GIVEN INSTRUCTION
How many lines in the items below contain the string "subject"? Case counts. Reply with the number only.

*-*-*

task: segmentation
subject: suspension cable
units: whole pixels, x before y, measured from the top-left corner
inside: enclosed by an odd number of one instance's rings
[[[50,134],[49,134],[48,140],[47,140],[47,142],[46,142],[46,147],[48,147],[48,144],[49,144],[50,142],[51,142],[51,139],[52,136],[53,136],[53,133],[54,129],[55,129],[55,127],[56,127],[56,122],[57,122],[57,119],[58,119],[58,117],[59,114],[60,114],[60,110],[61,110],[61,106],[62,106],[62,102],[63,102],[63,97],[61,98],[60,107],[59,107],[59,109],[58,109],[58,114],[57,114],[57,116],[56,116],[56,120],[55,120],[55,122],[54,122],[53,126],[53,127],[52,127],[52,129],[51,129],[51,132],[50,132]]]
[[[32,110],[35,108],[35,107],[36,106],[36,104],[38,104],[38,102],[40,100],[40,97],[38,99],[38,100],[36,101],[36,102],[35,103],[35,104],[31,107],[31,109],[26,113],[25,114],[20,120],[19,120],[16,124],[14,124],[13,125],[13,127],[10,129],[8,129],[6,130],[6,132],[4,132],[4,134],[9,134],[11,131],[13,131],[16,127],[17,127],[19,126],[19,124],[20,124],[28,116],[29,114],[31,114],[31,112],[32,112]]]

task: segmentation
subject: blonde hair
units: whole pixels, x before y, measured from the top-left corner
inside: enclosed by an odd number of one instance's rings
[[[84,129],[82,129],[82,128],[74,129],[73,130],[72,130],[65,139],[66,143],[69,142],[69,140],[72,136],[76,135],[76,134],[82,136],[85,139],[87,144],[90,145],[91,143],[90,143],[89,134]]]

*-*-*

REPLY TO THE TASK
2